ABOUT THIS EXERCISE
Using the entries below, restate word for word only the lines from the one with "locate the snow in the photo above" to the final line, leaving the pictures out.

THE DATA
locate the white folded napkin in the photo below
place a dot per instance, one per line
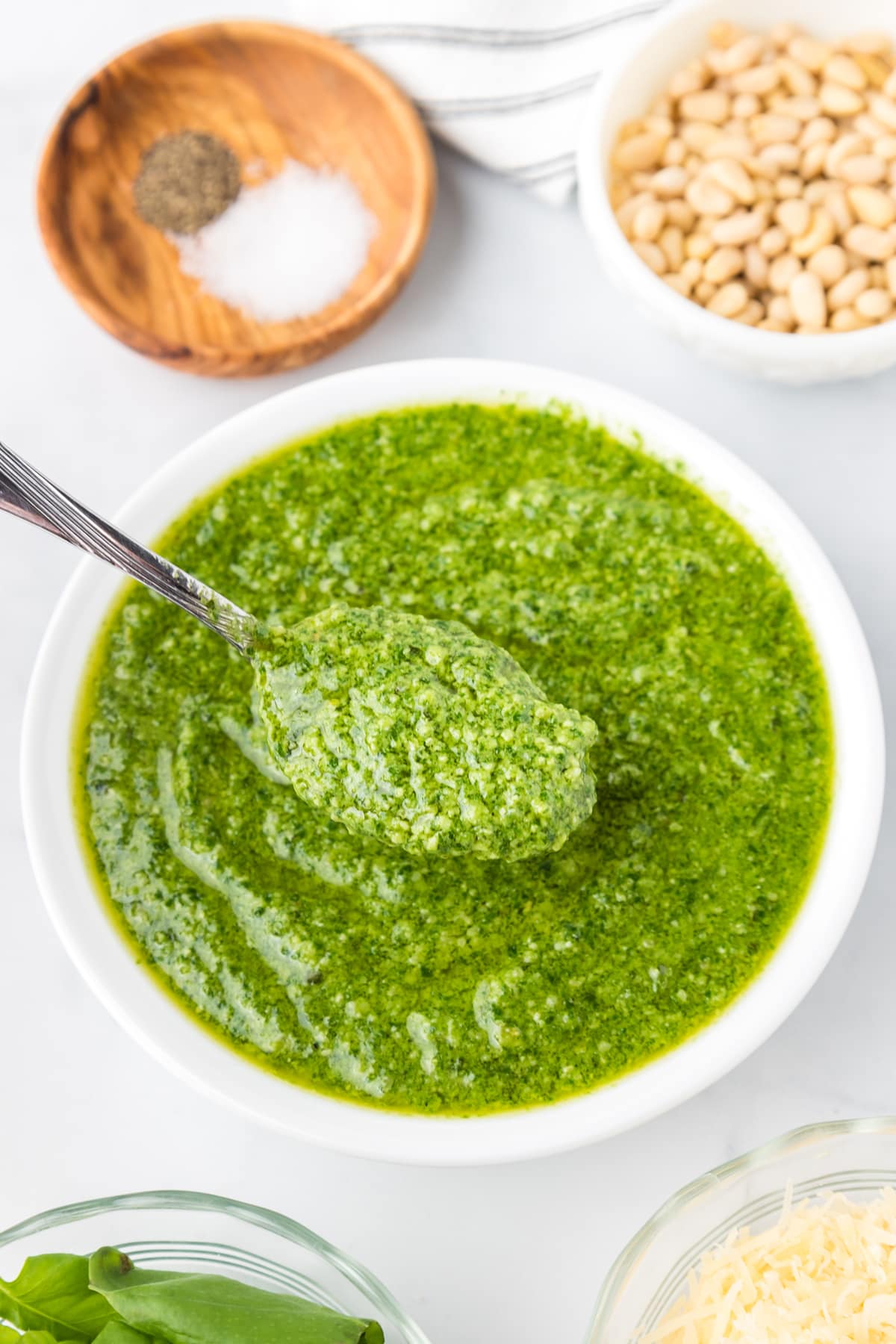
(503, 81)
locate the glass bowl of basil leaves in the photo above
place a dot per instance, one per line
(173, 1266)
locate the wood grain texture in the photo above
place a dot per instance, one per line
(270, 92)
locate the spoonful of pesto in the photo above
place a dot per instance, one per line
(414, 732)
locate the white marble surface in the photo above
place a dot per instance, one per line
(477, 1256)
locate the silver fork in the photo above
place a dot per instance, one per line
(27, 494)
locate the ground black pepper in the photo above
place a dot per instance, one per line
(186, 181)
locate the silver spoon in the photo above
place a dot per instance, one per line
(293, 706)
(27, 494)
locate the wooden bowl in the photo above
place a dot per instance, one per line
(273, 93)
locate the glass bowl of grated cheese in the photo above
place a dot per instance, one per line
(791, 1243)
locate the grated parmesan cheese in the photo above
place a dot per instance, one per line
(824, 1275)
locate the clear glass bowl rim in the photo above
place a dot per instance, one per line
(755, 1157)
(253, 1214)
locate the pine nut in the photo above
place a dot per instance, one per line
(874, 243)
(734, 178)
(744, 226)
(875, 304)
(802, 107)
(709, 198)
(673, 246)
(679, 282)
(795, 75)
(842, 148)
(821, 233)
(699, 246)
(729, 147)
(723, 265)
(729, 300)
(884, 109)
(692, 270)
(652, 255)
(756, 80)
(699, 134)
(809, 53)
(847, 320)
(829, 264)
(820, 129)
(848, 289)
(709, 105)
(794, 217)
(755, 267)
(886, 148)
(768, 128)
(739, 55)
(808, 300)
(744, 105)
(862, 168)
(844, 70)
(872, 206)
(781, 311)
(773, 242)
(762, 181)
(782, 155)
(691, 78)
(641, 151)
(788, 187)
(724, 34)
(813, 161)
(675, 154)
(840, 210)
(840, 101)
(869, 127)
(875, 69)
(648, 222)
(682, 214)
(751, 314)
(669, 181)
(782, 272)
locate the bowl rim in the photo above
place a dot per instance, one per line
(793, 349)
(751, 1160)
(347, 322)
(178, 1041)
(254, 1216)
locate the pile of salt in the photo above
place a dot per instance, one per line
(284, 249)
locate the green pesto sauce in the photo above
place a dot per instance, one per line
(422, 734)
(432, 983)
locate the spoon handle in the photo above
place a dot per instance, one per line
(31, 497)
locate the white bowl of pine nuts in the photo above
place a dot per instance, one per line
(738, 178)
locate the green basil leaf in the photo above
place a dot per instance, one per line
(10, 1337)
(52, 1293)
(208, 1310)
(120, 1334)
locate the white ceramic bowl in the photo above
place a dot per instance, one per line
(172, 1036)
(855, 1159)
(625, 92)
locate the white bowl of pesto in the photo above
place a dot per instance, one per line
(532, 967)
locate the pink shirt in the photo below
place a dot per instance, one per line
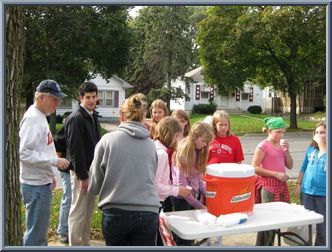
(162, 179)
(274, 159)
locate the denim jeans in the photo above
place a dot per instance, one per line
(37, 201)
(180, 204)
(129, 228)
(317, 204)
(65, 203)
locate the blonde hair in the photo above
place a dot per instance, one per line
(154, 105)
(180, 114)
(185, 154)
(313, 142)
(166, 131)
(134, 107)
(217, 117)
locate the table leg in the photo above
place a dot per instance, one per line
(310, 236)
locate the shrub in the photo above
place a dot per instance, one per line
(255, 109)
(207, 109)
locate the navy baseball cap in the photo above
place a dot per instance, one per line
(50, 86)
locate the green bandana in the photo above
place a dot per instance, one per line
(274, 123)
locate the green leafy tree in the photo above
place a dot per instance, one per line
(163, 47)
(272, 46)
(15, 37)
(68, 43)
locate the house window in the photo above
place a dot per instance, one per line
(244, 96)
(65, 103)
(108, 99)
(205, 95)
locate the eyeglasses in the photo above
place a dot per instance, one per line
(56, 99)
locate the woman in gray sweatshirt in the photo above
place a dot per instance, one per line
(122, 174)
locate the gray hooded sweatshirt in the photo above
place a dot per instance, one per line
(123, 169)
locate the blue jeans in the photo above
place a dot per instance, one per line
(37, 201)
(129, 228)
(65, 203)
(317, 204)
(180, 204)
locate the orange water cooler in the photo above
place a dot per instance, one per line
(230, 188)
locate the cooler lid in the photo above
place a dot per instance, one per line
(230, 170)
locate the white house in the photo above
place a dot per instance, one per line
(111, 94)
(199, 93)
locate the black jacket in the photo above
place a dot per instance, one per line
(82, 133)
(60, 146)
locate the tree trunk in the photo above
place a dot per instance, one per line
(14, 75)
(293, 119)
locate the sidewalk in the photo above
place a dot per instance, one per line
(239, 240)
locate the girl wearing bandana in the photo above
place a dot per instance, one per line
(271, 158)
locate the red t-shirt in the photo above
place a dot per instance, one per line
(225, 150)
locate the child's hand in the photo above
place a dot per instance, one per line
(282, 176)
(297, 190)
(317, 138)
(284, 144)
(184, 191)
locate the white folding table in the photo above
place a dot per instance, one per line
(265, 216)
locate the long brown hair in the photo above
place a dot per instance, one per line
(180, 114)
(185, 154)
(134, 108)
(166, 131)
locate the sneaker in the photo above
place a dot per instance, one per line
(63, 239)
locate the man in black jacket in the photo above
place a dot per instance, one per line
(82, 132)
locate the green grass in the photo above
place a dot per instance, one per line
(242, 124)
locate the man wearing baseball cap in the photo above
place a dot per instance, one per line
(38, 162)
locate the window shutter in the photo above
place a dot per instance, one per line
(116, 98)
(198, 92)
(237, 95)
(251, 94)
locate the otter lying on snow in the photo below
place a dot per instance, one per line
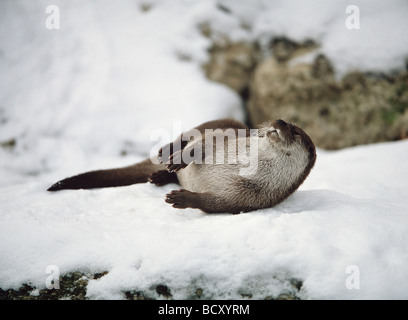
(257, 171)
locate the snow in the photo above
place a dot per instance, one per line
(112, 79)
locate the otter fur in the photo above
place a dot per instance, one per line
(284, 157)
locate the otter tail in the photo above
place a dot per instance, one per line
(137, 173)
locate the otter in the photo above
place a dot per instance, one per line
(284, 158)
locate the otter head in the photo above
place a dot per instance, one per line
(288, 135)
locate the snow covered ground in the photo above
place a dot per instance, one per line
(91, 94)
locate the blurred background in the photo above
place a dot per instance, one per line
(84, 84)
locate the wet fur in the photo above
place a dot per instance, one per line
(285, 158)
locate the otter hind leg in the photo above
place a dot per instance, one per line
(162, 177)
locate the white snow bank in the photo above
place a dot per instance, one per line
(352, 211)
(74, 99)
(378, 45)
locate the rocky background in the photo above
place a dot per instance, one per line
(358, 108)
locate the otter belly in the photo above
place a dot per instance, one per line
(212, 178)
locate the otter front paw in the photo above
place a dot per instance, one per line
(180, 199)
(162, 177)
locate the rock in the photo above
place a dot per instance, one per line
(358, 109)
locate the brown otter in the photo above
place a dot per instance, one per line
(284, 157)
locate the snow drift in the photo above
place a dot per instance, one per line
(92, 94)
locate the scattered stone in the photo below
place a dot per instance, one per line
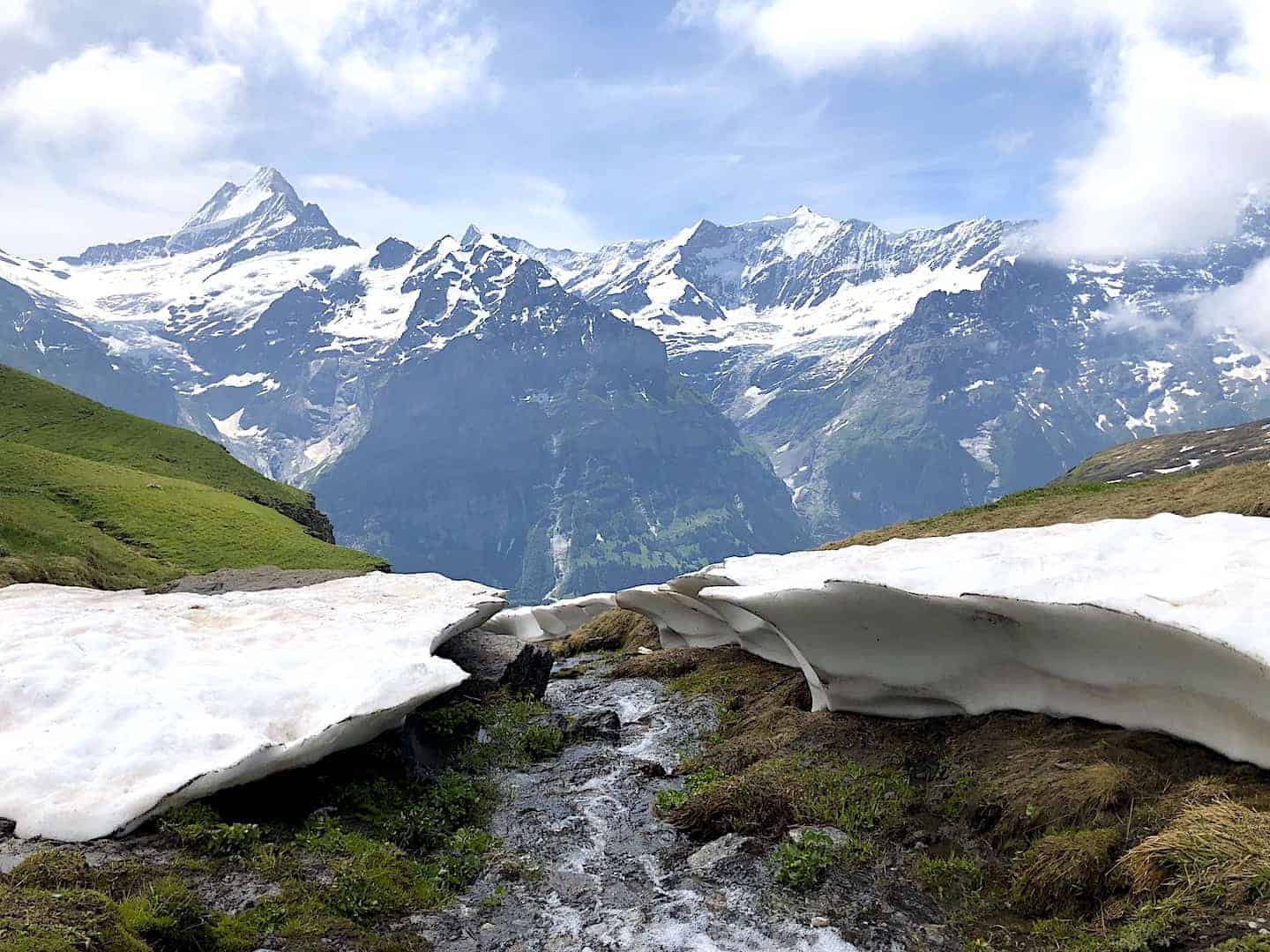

ANSWER BOX
locate the snow in the photo above
place a dot per instance, one per line
(112, 79)
locate the otter fur in the photo above
place a dot per instance, one per line
(284, 157)
locate the otter tail in the photo above
place a dot per instance, one per line
(137, 173)
locate the otter in the photo above
place a dot per instance, one per line
(284, 158)
locate the otter head in the photo above
place a dot per instance, one per line
(288, 135)
locate the snow covered ground in the photo above
place a dot per instance, one per line
(91, 94)
locate the blurred background in the photo above
place a dot per instance, one per line
(84, 84)
locate the wet fur in the photo above
place a dot per instance, one per line
(285, 158)
locate the otter hind leg in the photo above
place a dot per instance, one per line
(162, 177)
locate the white snow bank in the photo above
place a dot per instance, one per line
(352, 211)
(74, 99)
(378, 45)
locate the rocky background in the photo above
place a dot per instance, one per line
(358, 108)
locate the otter belly in the photo above
place a dot per instance, one per line
(212, 178)
locate the otter front paw in the photo above
place a dot per instance, one per line
(180, 199)
(162, 177)
locate the rock in the photo above
place a dot per instance, one per line
(358, 109)
locate the brown otter in the photo above
place a dot per instance, one per line
(284, 157)
locate the snow drift in the photo above
place a dot per instance, one per line
(92, 94)
locate the scattered stone in the photo below
place a dot per instance, one per line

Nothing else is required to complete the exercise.